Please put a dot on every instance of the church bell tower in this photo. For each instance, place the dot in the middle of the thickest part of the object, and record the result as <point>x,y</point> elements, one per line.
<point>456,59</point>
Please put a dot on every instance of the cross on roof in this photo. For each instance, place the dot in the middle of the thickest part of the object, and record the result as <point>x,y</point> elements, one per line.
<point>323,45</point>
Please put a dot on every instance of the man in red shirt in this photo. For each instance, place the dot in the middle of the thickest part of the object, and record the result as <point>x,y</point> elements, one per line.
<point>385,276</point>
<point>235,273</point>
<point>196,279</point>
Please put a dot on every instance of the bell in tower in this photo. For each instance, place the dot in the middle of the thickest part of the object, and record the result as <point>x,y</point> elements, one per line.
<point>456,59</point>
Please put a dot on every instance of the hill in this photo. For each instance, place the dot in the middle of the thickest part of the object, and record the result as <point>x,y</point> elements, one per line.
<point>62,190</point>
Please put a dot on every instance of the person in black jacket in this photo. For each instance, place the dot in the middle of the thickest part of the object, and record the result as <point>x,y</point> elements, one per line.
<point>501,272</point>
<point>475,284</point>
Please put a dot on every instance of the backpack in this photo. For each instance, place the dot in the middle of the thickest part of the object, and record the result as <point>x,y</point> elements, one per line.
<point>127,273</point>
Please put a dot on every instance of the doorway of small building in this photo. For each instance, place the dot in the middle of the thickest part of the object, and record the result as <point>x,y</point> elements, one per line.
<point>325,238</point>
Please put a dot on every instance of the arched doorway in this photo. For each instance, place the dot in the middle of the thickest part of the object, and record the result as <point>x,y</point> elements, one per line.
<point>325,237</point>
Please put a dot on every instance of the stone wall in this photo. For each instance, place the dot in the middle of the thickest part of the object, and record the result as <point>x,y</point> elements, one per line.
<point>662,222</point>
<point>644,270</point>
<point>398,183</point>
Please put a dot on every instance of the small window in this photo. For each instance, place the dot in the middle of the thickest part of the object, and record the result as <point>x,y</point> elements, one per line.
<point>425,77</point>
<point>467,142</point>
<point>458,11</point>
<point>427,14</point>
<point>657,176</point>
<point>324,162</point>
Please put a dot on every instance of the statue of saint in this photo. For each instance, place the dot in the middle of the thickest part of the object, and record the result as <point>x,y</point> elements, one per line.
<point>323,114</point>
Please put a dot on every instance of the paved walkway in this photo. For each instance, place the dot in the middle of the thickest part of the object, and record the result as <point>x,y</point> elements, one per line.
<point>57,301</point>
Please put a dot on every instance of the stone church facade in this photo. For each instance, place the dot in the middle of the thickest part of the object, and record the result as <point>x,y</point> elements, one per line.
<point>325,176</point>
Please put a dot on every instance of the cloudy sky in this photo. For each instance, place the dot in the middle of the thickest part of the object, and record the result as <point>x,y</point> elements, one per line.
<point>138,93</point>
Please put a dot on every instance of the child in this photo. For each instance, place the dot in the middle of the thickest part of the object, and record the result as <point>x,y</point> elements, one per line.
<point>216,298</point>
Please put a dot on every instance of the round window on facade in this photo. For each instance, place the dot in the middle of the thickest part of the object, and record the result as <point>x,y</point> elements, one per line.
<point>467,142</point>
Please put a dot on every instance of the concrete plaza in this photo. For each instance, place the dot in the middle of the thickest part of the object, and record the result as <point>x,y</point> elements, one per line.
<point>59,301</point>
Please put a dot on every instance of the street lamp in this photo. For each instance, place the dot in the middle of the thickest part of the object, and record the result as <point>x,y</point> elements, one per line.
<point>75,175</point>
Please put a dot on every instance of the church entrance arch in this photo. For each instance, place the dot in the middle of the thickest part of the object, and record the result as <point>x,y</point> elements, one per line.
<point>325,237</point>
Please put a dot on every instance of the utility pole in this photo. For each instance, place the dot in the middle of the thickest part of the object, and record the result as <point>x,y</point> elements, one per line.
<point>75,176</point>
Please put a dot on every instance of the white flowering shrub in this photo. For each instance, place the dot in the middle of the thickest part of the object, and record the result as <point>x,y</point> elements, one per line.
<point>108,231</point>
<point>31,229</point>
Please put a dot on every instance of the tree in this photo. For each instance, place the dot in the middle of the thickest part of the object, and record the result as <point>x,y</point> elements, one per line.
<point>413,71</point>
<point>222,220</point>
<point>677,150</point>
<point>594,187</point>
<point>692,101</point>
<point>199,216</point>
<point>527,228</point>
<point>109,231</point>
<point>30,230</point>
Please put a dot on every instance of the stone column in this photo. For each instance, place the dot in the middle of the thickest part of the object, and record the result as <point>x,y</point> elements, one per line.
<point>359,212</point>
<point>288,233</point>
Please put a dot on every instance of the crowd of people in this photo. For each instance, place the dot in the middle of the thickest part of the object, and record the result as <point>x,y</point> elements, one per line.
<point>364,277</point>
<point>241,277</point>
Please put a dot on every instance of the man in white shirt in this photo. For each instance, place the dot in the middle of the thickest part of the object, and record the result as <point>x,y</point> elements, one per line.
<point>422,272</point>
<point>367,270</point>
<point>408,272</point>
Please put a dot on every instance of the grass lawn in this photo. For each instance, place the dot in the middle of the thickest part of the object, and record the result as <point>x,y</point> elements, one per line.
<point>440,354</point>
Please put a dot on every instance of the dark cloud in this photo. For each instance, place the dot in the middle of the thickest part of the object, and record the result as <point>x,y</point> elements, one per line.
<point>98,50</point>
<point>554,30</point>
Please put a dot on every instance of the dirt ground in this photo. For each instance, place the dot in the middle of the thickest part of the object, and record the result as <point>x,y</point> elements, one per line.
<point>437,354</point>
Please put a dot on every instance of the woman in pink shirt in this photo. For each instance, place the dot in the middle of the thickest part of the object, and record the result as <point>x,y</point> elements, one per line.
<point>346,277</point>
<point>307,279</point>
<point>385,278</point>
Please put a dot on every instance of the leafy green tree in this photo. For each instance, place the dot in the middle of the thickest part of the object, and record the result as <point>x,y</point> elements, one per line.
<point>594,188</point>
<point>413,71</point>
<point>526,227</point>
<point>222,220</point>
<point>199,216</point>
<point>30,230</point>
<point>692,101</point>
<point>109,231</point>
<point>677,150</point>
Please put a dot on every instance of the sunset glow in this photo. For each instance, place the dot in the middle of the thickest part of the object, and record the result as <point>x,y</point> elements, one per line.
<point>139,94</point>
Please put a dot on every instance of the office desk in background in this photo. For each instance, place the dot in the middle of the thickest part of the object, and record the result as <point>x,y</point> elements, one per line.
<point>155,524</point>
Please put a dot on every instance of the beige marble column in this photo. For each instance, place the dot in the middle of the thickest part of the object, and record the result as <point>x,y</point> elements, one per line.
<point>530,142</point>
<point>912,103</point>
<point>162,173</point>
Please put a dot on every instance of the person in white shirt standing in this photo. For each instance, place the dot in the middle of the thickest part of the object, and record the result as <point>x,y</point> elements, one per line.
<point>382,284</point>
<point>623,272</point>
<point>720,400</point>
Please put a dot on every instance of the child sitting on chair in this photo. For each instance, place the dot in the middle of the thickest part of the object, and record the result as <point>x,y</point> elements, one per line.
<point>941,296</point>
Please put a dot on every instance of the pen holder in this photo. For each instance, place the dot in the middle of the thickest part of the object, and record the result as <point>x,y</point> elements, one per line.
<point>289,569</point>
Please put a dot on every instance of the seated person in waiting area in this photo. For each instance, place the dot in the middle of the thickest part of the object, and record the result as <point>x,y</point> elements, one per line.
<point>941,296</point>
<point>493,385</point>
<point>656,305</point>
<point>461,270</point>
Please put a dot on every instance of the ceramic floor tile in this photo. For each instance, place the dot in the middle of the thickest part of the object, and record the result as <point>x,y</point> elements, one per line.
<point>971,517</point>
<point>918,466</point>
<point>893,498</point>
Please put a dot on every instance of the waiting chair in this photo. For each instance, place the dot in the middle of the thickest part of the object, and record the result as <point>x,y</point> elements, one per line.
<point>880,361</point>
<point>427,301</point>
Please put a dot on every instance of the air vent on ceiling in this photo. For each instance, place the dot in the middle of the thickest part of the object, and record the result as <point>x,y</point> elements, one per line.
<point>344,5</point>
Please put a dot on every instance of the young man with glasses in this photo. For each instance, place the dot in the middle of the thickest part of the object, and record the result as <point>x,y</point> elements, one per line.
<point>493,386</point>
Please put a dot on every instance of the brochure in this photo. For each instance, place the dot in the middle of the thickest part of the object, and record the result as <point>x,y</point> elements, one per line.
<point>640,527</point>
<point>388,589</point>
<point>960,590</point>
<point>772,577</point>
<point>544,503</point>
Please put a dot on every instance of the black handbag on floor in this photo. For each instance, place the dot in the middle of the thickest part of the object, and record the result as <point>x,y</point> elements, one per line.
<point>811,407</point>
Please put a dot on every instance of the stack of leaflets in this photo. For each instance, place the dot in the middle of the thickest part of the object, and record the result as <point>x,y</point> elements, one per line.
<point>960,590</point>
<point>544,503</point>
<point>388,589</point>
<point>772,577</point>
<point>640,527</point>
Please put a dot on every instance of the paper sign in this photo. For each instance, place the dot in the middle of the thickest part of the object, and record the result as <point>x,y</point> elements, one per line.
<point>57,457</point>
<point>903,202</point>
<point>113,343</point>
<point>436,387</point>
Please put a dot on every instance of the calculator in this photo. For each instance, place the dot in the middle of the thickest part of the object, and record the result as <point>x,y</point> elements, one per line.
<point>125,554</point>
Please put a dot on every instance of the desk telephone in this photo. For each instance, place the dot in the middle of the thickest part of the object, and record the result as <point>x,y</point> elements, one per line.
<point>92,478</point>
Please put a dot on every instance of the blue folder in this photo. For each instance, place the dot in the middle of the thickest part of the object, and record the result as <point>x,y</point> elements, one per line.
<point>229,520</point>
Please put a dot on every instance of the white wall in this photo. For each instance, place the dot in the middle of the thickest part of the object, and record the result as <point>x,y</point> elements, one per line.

········

_TASK REQUIREMENTS_.
Starting at the line that contains "Please put a dot on every instance of the blue", copy each line exactly through the end of the listing above. Include that first line and the last one, and add nothing.

_RESPONSE TO THE EXERCISE_.
Please put a dot on every instance of the blue folder in this photo. For each instance, place the dot in the middle of the thickest part of the object, and record the result as <point>x,y</point> elements, one per line.
<point>229,520</point>
Please put a dot on every instance of the white wall in this photo. For each instance, place the dot in the middle of the thickest part of the object, and record the result as <point>x,y</point> elements, one per line.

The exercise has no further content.